- _Objective_
Rewrite every line of the items from the line with "Question: In the image above, where is the hazy" to the line with "[7,52,220,75]", both ends included. Multiply each bounding-box coordinate in the answers by 0.3 and round to whole numbers, with halves rounded up.

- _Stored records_

[start]

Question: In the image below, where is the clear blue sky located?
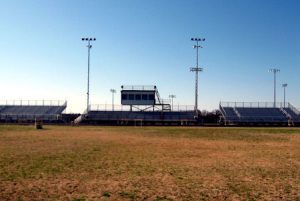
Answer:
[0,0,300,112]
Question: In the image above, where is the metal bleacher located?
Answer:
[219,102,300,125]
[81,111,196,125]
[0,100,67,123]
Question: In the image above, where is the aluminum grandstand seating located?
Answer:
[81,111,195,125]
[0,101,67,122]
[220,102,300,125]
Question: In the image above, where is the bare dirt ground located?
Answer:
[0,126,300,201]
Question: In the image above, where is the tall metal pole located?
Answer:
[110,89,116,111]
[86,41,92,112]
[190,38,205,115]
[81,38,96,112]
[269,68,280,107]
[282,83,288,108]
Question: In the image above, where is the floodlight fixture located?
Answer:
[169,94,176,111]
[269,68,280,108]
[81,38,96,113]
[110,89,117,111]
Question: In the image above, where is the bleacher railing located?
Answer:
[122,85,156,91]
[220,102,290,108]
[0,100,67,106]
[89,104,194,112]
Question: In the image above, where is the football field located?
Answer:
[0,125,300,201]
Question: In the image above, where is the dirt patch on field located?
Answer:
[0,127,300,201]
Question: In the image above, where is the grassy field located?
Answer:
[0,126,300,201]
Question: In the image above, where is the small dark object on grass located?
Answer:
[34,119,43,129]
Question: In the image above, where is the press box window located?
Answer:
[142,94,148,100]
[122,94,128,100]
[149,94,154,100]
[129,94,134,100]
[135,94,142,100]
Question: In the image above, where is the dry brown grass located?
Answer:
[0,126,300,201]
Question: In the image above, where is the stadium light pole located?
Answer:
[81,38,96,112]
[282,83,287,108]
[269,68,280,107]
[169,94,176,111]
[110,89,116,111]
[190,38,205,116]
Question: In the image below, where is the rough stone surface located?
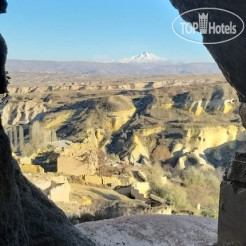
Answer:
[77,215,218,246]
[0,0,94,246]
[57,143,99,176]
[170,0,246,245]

[end]
[start]

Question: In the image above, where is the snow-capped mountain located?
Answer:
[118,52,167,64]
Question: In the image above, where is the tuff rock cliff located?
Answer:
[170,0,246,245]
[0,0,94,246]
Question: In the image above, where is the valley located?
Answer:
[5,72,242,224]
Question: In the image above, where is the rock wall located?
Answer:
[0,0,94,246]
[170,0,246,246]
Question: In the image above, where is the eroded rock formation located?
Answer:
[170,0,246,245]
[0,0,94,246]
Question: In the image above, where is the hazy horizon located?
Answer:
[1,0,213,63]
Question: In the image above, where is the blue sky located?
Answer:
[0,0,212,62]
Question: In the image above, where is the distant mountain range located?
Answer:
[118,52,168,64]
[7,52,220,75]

[end]
[start]

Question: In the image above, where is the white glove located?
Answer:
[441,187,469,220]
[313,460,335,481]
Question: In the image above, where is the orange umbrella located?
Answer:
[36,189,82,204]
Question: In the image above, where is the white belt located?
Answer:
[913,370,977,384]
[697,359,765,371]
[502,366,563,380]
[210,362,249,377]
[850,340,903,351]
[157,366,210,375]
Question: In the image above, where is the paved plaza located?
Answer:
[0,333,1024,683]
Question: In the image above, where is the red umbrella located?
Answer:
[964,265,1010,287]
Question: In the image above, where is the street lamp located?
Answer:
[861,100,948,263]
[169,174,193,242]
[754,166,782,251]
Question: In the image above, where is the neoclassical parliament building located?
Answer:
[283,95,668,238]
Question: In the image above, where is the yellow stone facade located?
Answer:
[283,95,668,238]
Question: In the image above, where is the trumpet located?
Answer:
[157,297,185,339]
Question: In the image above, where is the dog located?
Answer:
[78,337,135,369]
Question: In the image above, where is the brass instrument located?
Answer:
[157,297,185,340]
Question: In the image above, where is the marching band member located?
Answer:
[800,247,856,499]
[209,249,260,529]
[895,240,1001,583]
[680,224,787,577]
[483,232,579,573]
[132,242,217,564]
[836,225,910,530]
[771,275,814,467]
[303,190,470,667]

[end]

- _In response_
Question: In the image above, where is the hazy horizon located?
Answer:
[0,0,64,19]
Question: In the image above, where is the blue sky located?
Answer:
[0,0,64,19]
Question: In the image above, where is the distant mountain range located?
Answer:
[35,16,50,19]
[2,16,66,23]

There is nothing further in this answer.